Image box annotation records:
>> Begin

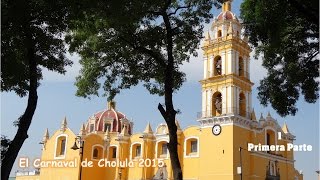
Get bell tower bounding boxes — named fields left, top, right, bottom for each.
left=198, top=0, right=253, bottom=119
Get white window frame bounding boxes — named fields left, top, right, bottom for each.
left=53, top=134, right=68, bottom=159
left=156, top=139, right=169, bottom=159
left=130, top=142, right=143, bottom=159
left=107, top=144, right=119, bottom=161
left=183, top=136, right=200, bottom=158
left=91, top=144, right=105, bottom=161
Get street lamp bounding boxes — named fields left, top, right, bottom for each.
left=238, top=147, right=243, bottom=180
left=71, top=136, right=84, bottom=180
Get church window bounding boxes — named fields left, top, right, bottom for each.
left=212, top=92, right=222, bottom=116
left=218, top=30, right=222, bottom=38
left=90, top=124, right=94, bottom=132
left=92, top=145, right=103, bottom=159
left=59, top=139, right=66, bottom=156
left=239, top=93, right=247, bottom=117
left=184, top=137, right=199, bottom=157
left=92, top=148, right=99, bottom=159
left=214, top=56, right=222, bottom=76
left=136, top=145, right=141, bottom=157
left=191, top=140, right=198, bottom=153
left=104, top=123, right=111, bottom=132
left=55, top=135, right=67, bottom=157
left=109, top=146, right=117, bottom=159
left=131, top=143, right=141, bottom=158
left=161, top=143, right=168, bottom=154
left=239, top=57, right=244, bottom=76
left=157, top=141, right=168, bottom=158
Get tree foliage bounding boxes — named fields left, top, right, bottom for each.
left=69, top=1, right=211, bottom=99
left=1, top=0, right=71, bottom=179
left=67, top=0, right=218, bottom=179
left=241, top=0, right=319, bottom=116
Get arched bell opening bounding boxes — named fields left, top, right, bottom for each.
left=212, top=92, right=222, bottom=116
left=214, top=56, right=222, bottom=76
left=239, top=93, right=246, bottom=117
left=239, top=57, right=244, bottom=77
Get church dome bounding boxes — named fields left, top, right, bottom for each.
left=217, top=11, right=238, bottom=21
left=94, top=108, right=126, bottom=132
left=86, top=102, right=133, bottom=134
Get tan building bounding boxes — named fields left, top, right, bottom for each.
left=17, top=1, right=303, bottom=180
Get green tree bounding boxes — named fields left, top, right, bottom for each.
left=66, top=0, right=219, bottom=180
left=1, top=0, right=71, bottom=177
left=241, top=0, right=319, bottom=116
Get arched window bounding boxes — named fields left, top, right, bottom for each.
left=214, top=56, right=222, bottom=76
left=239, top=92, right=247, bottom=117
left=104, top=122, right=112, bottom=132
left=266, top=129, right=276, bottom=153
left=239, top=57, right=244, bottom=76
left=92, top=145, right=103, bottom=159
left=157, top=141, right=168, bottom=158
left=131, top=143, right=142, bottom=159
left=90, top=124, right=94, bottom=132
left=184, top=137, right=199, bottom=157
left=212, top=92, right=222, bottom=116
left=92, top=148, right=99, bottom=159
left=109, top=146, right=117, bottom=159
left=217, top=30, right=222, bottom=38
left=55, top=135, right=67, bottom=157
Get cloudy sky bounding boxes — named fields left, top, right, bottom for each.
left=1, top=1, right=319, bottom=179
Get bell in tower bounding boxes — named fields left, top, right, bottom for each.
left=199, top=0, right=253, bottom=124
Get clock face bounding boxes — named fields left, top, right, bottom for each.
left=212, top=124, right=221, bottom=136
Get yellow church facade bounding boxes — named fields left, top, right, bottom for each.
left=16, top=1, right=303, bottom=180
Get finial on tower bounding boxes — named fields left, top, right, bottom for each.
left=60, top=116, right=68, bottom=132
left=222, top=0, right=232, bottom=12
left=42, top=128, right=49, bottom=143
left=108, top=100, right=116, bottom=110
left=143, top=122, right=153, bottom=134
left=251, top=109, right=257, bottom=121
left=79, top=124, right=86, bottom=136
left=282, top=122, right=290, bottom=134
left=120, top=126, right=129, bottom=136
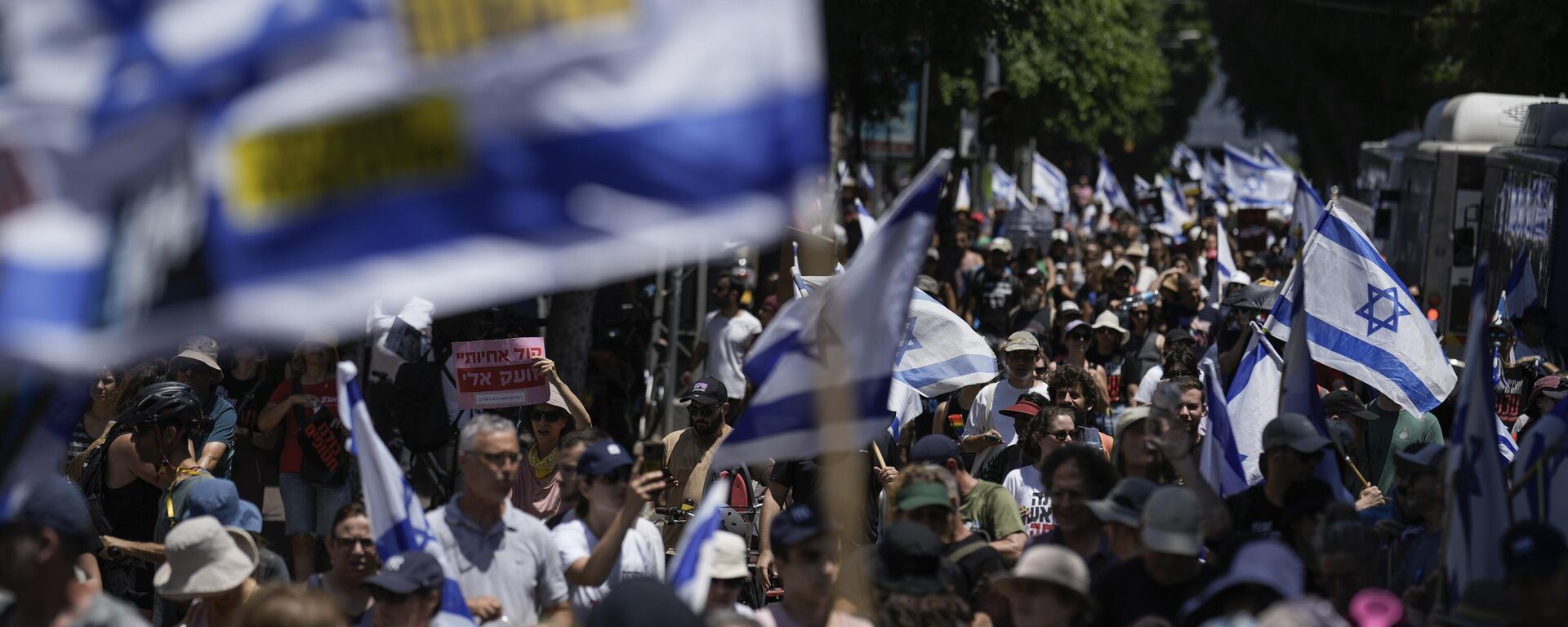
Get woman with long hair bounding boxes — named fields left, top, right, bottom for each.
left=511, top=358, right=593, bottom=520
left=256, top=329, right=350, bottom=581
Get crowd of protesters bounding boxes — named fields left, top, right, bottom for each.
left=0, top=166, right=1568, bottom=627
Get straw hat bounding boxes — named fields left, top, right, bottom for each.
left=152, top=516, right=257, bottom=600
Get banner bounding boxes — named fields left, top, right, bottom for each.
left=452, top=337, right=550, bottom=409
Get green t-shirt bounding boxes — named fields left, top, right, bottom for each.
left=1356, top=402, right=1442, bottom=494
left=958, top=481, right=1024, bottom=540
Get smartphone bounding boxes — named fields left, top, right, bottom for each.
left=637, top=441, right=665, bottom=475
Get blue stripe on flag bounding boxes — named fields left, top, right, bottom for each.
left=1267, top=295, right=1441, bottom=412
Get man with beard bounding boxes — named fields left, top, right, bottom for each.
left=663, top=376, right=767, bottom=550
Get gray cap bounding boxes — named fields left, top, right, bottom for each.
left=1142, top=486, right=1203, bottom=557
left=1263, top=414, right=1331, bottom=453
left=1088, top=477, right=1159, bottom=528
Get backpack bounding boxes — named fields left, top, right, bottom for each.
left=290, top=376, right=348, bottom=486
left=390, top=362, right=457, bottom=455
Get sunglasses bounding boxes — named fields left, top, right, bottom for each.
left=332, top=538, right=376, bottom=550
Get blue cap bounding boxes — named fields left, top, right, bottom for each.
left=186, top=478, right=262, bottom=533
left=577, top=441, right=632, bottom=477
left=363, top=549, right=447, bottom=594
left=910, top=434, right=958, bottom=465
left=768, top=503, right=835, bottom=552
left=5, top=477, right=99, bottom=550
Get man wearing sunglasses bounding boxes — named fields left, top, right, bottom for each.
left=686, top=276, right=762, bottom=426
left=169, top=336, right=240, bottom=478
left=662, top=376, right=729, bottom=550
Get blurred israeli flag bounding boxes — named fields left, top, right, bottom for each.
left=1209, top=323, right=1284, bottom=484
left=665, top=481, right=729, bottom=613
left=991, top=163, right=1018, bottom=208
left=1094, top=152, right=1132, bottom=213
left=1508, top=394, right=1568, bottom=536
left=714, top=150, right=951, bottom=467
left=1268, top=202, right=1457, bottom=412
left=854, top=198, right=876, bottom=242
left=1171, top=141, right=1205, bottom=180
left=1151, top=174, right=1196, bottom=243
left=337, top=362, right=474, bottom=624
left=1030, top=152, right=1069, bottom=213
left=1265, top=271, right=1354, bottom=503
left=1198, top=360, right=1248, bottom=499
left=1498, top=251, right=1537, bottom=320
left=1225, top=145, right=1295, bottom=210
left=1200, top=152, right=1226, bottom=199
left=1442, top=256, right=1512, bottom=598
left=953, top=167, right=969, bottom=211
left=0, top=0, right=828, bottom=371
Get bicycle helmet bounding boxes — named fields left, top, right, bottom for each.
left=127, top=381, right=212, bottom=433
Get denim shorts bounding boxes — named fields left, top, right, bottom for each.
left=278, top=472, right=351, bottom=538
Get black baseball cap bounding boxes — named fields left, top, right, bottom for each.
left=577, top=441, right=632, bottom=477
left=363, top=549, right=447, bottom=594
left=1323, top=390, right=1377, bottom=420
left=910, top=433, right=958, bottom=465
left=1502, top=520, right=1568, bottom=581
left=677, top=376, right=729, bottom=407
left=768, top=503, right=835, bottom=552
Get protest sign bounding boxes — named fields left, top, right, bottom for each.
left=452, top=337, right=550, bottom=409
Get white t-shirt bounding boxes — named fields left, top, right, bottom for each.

>> End

(STATED EXERCISE): Copy out every line from the start of the entries through the line containing "left=71, top=136, right=84, bottom=180", shifting each box coordinate in the answers by adding 66 to it. Leave the picture line out.

(EXPECTED OUTPUT):
Get bell tower bounding boxes — named fields left, top, right, bottom for each.
left=264, top=66, right=319, bottom=185
Get white window frame bounding boxes — named fields left, top, right, bottom for each.
left=119, top=200, right=134, bottom=225
left=222, top=205, right=235, bottom=225
left=196, top=208, right=209, bottom=225
left=173, top=210, right=185, bottom=227
left=249, top=202, right=266, bottom=224
left=157, top=210, right=171, bottom=227
Get street lamp bounding boxes — named fields left, top, right, bottom for each.
left=304, top=213, right=309, bottom=246
left=137, top=202, right=150, bottom=246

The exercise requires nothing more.